» **Stated task 1**
Under the stock issuance agreement, by what deadline must the Transfer Agent deliver the Closing Shares?
» **Stated task 2**
Write the next part of the stock issuance agreement, starting after its last sentence.

» **Text section**

NOW, THEREFORE, in consideration of the recitals above incorporated herein by this reference and the mutual covenants contained herein and for other good and valuable consideration, the receipt and sufficiency of which are hereby acknowledged, the Company and Systat hereby agree as follows:




(a) Issuance of Common Stock. In connection and concurrent with the effective time of the closing of the Transaction (the “Transaction Effective Time”), in full satisfaction and in lieu of cash payment of the Indebtedness due to Systat, on the Closing Date (as defined below) the Company will issue the Shares on the Closing Date (the “Closing Shares”).


(b) Closing. The sale and purchase of the Securities shall take place at a closing (the “Closing”) to be managed by the remote exchange of documents. The date and time of the Closing shall be concurrent with the Transaction Effective Time, or at such other time or on such other date as parties hereto may mutually agree in writing (the “Closing Date”).





(c) Closing Deliveries.


(i) On or prior to the Closing Date, the Company shall deliver or cause to be delivered to Systat:


(A) a copy of the irrevocable instructions to the Company transfer agent (“Transfer Agent”) instructing the Transfer Agent to deliver the Closing Shares, on an expedited basis, and in all cases on or before the close of business on the second (2nd) Trading Day following the Closing Date, in book entry form, in the name of Systat; and


(B) the Registration Rights Agreement, by and between the Company and Systat in the form attached hereto as Exhibit A (the “Registration Rights Agreement”, together with this Agreement, the “Transaction Documents”), duly executed by the Company.


(ii) On or prior to the Closing Date, Systat shall deliver or cause to be delivered to the Company, as applicable, the following:


(A) the Registration Rights Agreement, duly executed by Systat; and


(B) evidence of the cancellation of Indebtedness.


Trading Day” refers to a day on which the principal market or exchange on which the Company’s Common Stock is then listed or quoted for trading, including, the NYSE MKT, the Nasdaq Capital Market, the Nasdaq Global Market, the Nasdaq Global Select Market, the New York Stock Exchange, or the OTCQB Marketplace maintained by the OTC Market Group Inc. (or any successors to any of the foregoing).

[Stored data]

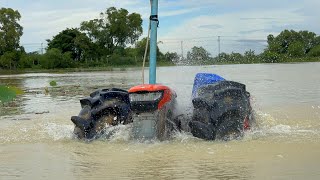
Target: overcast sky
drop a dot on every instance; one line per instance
(242, 24)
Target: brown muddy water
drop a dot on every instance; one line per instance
(36, 140)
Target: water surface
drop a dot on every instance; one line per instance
(36, 139)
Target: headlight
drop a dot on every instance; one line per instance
(149, 96)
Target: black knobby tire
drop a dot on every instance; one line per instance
(230, 127)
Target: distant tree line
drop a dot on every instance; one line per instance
(288, 46)
(113, 40)
(110, 40)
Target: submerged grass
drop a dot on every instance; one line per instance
(9, 93)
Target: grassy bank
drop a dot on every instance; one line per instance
(81, 68)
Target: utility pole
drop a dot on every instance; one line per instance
(153, 41)
(41, 48)
(182, 50)
(219, 48)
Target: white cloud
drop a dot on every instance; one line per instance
(230, 27)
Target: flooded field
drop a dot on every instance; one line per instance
(36, 140)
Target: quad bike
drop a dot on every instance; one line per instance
(221, 110)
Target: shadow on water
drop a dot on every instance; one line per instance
(288, 114)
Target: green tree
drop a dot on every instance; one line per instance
(10, 30)
(296, 49)
(172, 57)
(302, 41)
(198, 55)
(115, 28)
(71, 40)
(315, 51)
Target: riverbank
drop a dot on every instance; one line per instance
(81, 69)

» **Task response 1**
On or before the close of business on the second Trading Day following the Closing Date.

» **Task response 2**
Systat represents and warrants to the Company with respect to only itself that, as of the date hereof and the Closing Date:


(a) Validity; Enforcement. This Agreement has been duly and validly authorized, executed and delivered on behalf of Systat and shall constitute the legal, valid and binding obligation of Systat enforceable against Systat in accordance with its terms, except as such enforceability may be limited by general principles of equity or to applicable bankruptcy, insolvency, reorganization, moratorium, liquidation and other similar laws relating to, or affecting generally, the enforcement of applicable creditors’ rights and remedies.


(b) No Conflicts. The execution, delivery and performance by Systat of this Agreement and the consummation by Systat of the transactions contemplated hereby will not (i) result in a violation of the organizational documents of Systat or (ii) conflict with, or constitute a default (or an event which with notice or lapse of time or both would become a default) under, or give to others any rights of termination, amendment, acceleration or cancellation of, any agreement, indenture or instrument to which Systat is a party, or (iii) result in a violation of any law, rule, regulation, order, judgment or decree (including federal and state securities laws) applicable to Systat, except in the case of clauses (ii) and (iii) above, for such conflicts, defaults, rights or violations which could not, individually or in the aggregate, reasonably be expected to have a material adverse effect on the ability of Systat to perform its obligations hereunder.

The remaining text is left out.